Мария Всеволодовна Добровольская. Фото Елены Либрик / Научная Россия

Мария Всеволодовна Добровольская. Фото Елены Либрик / Научная Россия

 

— Как они это делали? Один освещает каким-то факелом, а другой рисует?

— Возможно. Часто эти изображения настолько выразительны, что кажется, будто их создавали, даже не имея возможности видеть. Когда мы смотрим на творчество слепых людей, которые тоже занимаются изобразительной деятельностью, мы поражаемся тому, как у них это получается. В общем, здесь много непонятного. Это отдельная сфера археологии, которая напрямую не связана с моими прямыми профессиональными интересами, но, конечно, одно цепляется за другое. Ясно, что взаимодействие человека верхнего палеолита с животными — это далеко не только получение пищевого ресурса.

— Мы говорили, что в вашей лаборатории используются разные методы для анализа найденного материала. Хотелось бы поговорить о новейшем методе — так называемой антропологической генетике. Что это за метод и как вы его используете?

Палеоантропология всегда стремилась получить как можно более разнообразные и достоверные сведения о людях прошлого. Возможность узнать генетическую основу, связи между группами людей, родственные связи — это всегда было мечтой антропологов и археологов, потому что физическая антропология всегда работала на групповом уровне, строила гипотезы и подтверждала, каким образом группы населения взаимосвязаны. Но возможность именно индивидуальной работы и глубокого погружения с отслеживанием результатов появления мутаций адаптивного порядка, изменения в иммунной системе в связи с изменениями эпидемиологической ситуации в обществе — это было недоступно. И это то, к чему все стремились и делали многократные попытки. Уже в конце 2000-х гг. эти палеогенетические методики начали интенсивно развиваться, появляется то, что называется возможностями полногеномного исследования. Весь геном — и ядерный, и митохондриальный — становится доступным для наших исследований, и это, конечно, стало для нас настоящим прорывом.

— Но ведь такие исследования не может проводить только генетическая или только археологическая лаборатория?

— Это соединение. Генетические методики развивались, совершенствовались в прочтении деградированной ДНК из археологизированного материала. С другой стороны, археологи должны были понимать, какую информацию они могут извлечь из различных материалов. Для археологов и антропологов основная задача в этом комплексном исследовании — скомпоновать те материалы, которые позволят ответить на исторические вопросы.

Есть несколько направлений археогенетических исследований. Первое — очень крупное, когда объединяются сотни образцов. Представьте себе, насколько сложно это организовать. Долгие годы должны быть потрачены на то, чтобы археологи провели раскопки, собрали материалы, антропологи их обработали, и только потом генетики начинают их изучать. Помимо масштабных исследований, существуют другие, крайне сложные ситуации, где их количество ограничено.

Например, в I тыс. н.э. в Европе почти везде мы видим обряд трупосожжения. Почему — это отдельный вопрос, но это так. Эти сильно прокаленные фрагменты костей, к сожалению, не сохраняют ДНК.

— Как же быть в этой ситуации?

**Исходные данные**
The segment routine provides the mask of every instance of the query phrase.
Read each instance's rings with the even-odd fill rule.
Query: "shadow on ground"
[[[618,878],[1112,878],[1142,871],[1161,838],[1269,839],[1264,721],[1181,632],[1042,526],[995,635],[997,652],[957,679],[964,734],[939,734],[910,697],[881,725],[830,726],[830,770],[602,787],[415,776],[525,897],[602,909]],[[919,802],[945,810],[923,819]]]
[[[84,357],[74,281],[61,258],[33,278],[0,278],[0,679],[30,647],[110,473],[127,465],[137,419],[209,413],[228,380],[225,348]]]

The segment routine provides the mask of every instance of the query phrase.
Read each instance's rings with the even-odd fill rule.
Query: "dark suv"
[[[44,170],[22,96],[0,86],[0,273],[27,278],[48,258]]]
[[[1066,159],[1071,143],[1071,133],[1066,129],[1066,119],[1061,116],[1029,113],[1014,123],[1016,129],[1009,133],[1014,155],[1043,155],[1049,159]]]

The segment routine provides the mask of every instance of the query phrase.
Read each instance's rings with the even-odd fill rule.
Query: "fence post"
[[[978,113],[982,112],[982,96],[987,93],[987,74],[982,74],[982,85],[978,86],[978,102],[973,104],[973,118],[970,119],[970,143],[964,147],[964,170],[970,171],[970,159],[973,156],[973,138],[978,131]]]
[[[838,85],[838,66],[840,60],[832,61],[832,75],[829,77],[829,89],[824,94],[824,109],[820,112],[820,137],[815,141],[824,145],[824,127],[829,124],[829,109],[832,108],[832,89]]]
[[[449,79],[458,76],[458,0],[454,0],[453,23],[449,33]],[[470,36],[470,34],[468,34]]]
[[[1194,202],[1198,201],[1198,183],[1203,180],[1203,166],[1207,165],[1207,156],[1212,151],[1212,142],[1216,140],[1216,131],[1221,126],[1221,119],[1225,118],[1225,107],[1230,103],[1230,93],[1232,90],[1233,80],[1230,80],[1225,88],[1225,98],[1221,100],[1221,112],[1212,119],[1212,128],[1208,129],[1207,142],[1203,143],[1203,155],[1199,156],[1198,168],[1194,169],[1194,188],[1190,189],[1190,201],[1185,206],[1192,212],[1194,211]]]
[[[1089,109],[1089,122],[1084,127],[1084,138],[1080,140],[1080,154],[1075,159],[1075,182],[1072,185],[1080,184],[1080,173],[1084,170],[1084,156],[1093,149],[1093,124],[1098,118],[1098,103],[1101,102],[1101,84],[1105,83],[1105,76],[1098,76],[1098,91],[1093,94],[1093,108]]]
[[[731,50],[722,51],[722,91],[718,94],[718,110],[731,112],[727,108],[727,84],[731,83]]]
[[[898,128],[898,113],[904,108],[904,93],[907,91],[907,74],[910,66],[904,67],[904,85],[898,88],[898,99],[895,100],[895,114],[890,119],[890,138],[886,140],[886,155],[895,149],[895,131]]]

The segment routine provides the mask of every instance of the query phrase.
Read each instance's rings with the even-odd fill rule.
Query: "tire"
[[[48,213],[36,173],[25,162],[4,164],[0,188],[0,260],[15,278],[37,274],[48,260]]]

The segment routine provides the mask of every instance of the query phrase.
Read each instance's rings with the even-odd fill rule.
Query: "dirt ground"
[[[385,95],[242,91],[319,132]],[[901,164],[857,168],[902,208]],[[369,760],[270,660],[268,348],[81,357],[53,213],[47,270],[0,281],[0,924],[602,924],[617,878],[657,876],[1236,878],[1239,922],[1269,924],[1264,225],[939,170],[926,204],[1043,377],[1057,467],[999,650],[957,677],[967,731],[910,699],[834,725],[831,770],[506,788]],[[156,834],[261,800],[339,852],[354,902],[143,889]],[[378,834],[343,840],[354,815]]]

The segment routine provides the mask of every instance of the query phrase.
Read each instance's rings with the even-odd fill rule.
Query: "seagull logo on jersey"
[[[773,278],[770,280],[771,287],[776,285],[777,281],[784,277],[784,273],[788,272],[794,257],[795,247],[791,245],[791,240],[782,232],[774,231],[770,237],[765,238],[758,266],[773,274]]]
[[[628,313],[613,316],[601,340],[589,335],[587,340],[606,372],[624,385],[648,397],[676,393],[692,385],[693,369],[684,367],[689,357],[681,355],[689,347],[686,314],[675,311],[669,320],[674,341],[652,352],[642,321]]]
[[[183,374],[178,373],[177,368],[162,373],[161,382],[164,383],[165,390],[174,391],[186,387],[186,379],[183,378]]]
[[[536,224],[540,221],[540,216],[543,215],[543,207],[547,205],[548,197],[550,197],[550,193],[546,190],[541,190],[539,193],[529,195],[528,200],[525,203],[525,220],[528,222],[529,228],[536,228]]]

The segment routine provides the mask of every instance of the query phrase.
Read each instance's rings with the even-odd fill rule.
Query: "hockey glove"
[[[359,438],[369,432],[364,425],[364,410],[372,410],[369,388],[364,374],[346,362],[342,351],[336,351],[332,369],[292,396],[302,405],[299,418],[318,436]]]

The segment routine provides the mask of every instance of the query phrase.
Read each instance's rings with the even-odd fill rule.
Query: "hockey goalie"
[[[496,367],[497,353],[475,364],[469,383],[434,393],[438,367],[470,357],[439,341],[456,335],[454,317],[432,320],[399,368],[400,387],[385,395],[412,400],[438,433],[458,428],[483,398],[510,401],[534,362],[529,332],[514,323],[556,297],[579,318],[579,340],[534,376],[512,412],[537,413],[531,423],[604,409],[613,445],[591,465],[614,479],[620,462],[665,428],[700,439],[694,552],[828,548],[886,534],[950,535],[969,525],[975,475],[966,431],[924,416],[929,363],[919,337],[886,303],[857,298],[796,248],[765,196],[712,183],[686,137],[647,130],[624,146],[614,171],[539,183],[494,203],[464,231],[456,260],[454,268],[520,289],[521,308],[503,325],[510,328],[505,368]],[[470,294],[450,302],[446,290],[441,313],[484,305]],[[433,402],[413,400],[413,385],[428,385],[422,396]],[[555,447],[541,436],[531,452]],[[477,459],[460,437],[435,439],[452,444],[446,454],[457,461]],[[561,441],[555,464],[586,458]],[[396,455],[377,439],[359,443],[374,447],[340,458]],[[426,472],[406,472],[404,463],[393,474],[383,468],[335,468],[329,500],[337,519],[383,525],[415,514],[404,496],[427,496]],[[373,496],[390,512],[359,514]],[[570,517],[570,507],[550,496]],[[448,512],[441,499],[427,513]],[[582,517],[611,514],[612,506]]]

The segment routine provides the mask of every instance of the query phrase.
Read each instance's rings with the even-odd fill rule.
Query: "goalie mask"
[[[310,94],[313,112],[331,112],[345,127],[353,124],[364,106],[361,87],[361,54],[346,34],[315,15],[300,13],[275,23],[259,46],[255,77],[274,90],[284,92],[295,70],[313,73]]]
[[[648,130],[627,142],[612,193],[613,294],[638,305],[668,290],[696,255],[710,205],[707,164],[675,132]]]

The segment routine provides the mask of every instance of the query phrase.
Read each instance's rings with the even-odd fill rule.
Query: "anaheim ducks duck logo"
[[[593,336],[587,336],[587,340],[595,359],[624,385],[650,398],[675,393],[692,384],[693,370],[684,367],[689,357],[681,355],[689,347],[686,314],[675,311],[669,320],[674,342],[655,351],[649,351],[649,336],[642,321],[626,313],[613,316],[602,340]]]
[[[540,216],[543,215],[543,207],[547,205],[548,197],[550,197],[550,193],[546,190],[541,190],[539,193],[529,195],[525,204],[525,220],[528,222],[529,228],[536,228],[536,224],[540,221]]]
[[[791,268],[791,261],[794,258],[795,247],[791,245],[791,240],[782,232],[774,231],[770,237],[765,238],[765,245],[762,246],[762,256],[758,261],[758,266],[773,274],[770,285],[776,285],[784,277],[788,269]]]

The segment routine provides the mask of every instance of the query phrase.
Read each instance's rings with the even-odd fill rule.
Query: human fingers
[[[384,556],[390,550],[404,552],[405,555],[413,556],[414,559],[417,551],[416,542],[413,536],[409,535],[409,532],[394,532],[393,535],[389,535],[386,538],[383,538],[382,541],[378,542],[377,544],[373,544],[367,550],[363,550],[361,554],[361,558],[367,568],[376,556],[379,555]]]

**Задание**
Перепишите фрагмент интервью от слов «Например, в I» до слов «не сохраняют ДНК.» включительно, подставив «кремации» вместо «трупосожжения». Строки выше — отдельный от интервью материал.

**Ответ**
Например, в I тыс. н.э. в Европе почти везде мы видим обряд кремации. Почему — это отдельный вопрос, но это так. Эти сильно прокаленные фрагменты костей, к сожалению, не сохраняют ДНК.